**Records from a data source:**
--- START ---

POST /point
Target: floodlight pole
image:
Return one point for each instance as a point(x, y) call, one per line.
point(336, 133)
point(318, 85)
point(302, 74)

--- END ---

**ASSIGNMENT:**
In full and word for word, set down the records shown above.

**ANSWER FOR THE TASK:**
POST /point
Target: floodlight pole
image:
Return one point for each instance as a point(x, y) call, one per line.
point(336, 133)
point(318, 85)
point(302, 74)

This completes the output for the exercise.